··· Testo fornito ···
Bianchi e Cacciari rilanciano la sfida evangelica: ama il prossimo tuo
di Giuseppe Cantarano (l’Unità, 17.05.2012)
MA PERCHÉ DOVREMMO AMARE IL NOSTRO PROSSIMO? NON HA FORSE CESSATO DI ESISTERE - COME CI HA SPIEGATO LO PSICANALISTA LUIGI ZOJA ( LA MORTE DEL PROSSIMO, EINAUDI, PP. 128, EURO 10,00 ) dopo la novecentesca «morte di Dio»? E poi, chi mai sarebbe il prossimo che dovremmo amare? Nostro fratello? L’Abele di cui Caino si rifiutò di essere il custode? Oppure lo straniero? Quello che si presenta con il volto scavato del povero? O con i vestiti sudici del migrante che ci chiede ospitalità?
Il priore di Bose, Enzo Bianchi, e Massimo Cacciari hanno provato a rispondere a questi interrogativi. Commentando il mandatum novum ( Ama il prossimo tuo, il Mulino, pagine 141, euro 12,00 ). Che recita: «Amerai il Signore tuo Dio con tutto il tuo cuore e tutta la tua anima e tutte le tue forze e tutta la tua mente, e amerai il prossimo tuo come te stesso» (Lc 10,27 ). Un comandamento la cui effettiva applicabilità risulta da sempre molto difficile.
Ebbene, il prossimo che dovremmo amare - ci ricordano Bianchi e Cacciari - non è solo colui che ci sta vicino. Il nostro fratello, l’amico. Ma l’altro, chi è lontano, lo straniero. È questo l’inaudito insegnamento evangelico. Ma c’è di più. Perché le «scandalose» parole di Gesù non ci invitano soltanto ad amare chi ci è vicino e lo straniero. Ma addirittura chi ci è ostile. Cioè il nostro nemico: «Ma io vi dico: amate i vostri nemici e pregate per i vostri persecutori, perché siate figli del Padre vostro celeste, che fa sorgere il sole sopra i malvagi e sopra i buoni» (Mt 5,44 ).
···
Esercizi:
1/ Puoi trascrivere fedelmente il testo sull'amore per il prossimo da "Il priore di" a "sempre molto difficile."?
2/ Puoi completare la parte successiva del testo sull'amore per il prossimo, partendo dopo l'ultima frase riportata?
··· Dati ···
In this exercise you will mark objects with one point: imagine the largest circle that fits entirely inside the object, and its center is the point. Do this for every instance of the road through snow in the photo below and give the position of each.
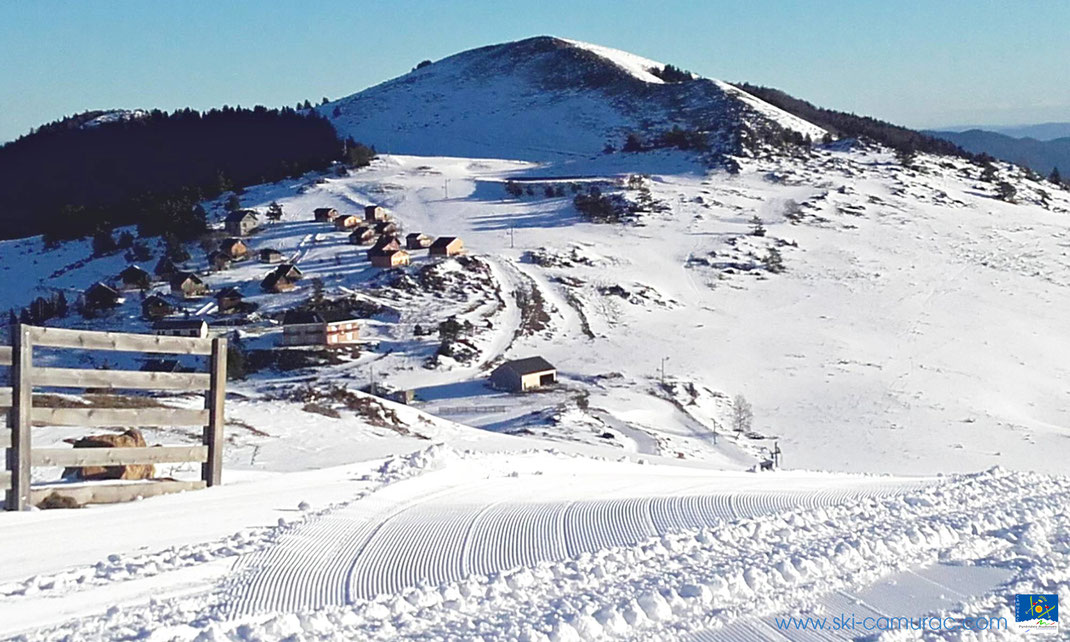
(446, 525)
···
Soluzioni in ordine:
1/
Il priore di Bose, Enzo Bianchi, e Massimo Cacciari hanno provato a rispondere a questi interrogativi. Commentando il mandatum novum ( Ama il prossimo tuo, il Mulino, pagine 141, euro 12,00 ). Che recita: «Amerai il Signore tuo Dio con tutto il tuo cuore e tutta la tua anima e tutte le tue forze e tutta la tua mente, e amerai il prossimo tuo come te stesso» (Lc 10,27 ). Un comandamento la cui effettiva applicabilità risulta da sempre molto difficile.

2/
LA PARABOLA DEL SAMARITANO
Nel prossimo, insomma, dobbiamo sempre vedere anche il nemico. Non solo perché l’inimicizia abita dentro ciascuno di noi. Ma perché ciascuno di noi pur nella comune Paternità celeste è inassimilabile all’altro. Come nella parabola del samaritano. Che soccorre l’uomo che trova mezzo morto ai bordi della strada. Facendosi lui stesso prossimo a quel sofferente. Ma poi se ne va. Torna sui suoi passi. Procede verso la sua strada.
Enzo Bianchi e Massimo Cacciari proponendoci questa forma di prossimità che deve mantenersi sempre straniera ci rilanciano la «rivoluzionaria» sfida evangelica. La sola in grado di liberarci da ogni egoistico possesso. Anche dal possesso più geloso, quello della nostra psyché. Per diventare - come San Francesco - davvero poveri. Poiché la povertà francescana - l’Altissima pauperitas - non è soltanto svuotarsi di qualche bene materiale. Il vero povero - scrive Cacciari ( Doppio ritratto. San Francesco in Dante e Giotto, Adelphi, pp. 86, euro 7,00 ) non si svuota solo per accogliere il Signore. Ma per accogliere l’altro, in tutti i suoi volti: «Farsi poveri significa liberarsi per poter perfettamente amare».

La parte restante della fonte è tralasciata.